[Start of Attachment]

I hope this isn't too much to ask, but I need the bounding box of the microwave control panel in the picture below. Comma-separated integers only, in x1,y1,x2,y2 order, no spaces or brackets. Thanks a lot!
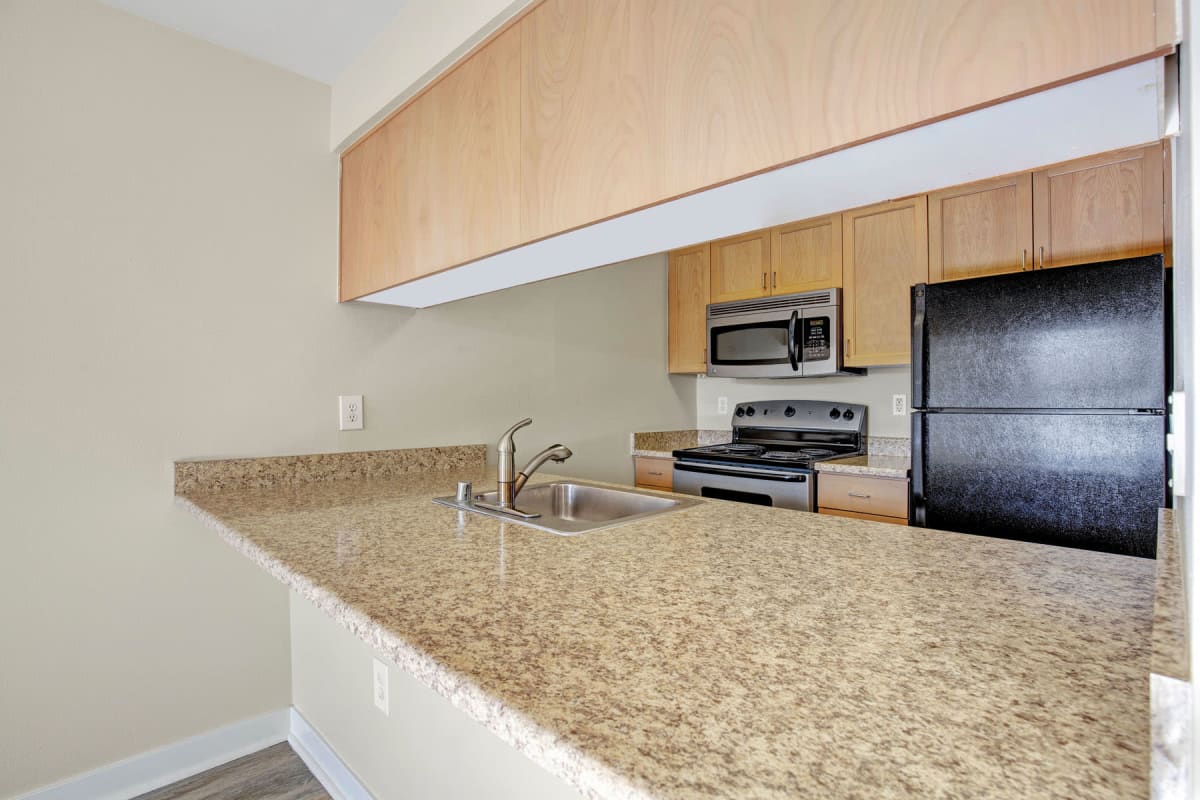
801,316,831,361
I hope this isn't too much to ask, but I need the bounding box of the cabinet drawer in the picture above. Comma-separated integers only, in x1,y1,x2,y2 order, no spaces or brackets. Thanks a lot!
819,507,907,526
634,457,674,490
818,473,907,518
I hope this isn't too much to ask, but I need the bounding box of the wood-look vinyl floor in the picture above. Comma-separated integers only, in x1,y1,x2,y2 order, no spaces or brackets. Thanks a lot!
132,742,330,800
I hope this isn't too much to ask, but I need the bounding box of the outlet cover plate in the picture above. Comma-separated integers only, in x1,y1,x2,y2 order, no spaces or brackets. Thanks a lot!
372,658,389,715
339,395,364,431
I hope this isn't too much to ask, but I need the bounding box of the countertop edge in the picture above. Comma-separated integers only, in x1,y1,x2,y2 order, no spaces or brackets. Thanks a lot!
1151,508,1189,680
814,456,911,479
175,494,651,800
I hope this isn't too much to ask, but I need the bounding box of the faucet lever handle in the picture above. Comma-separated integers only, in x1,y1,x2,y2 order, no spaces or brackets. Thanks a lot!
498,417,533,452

[End of Attachment]

Work instructions: Leave every picture out, and transcribe the data above exactly as it reads.

Response box:
I hope this isn't too much to ask, but I need the bounding box of the microwave control panel in the picture below. Comma-separated integers only, in x1,y1,x2,y2 order, no spaces or brackets. Thanks a lot!
801,316,831,361
I hope this isn't too much to ask, but I need the bounding box of the cabinet drawer in the picture above. Comma-separated integers only, in x1,y1,x2,y2 order, no spaces or brackets. Thanks a lot!
819,507,907,526
634,457,674,490
818,473,907,518
I hope this isn't too much to ask, but I need the bounding box of the wood-look vinyl floor in the picture above. Comma-separated integers only, in x1,y1,x2,y2 order, no spaces or brackets. Thanks a lot!
132,742,330,800
I hope this isn't too much to ask, but I need the bounding box of the outlet cover plate in the picture above. Comma-separated integers only, in x1,y1,x2,y2 order, no spaces or brackets. Thanks a lot!
372,658,389,715
339,395,364,431
I hope this isn't too much to ask, but I need the bounding box of the countertop edge in the picture above. Comma-separated integers only, in x1,y1,x2,y2 order, no spaces or brackets. Thanks a lot!
1151,508,1189,680
814,456,911,479
175,494,651,800
I hope this isn't too much to ask, but I need the bounding box of the faucet lever handle in the picture above. Comma-separated integers only, in x1,y1,x2,y2 order, no spaces or brackets. Thanks a lot!
498,417,533,452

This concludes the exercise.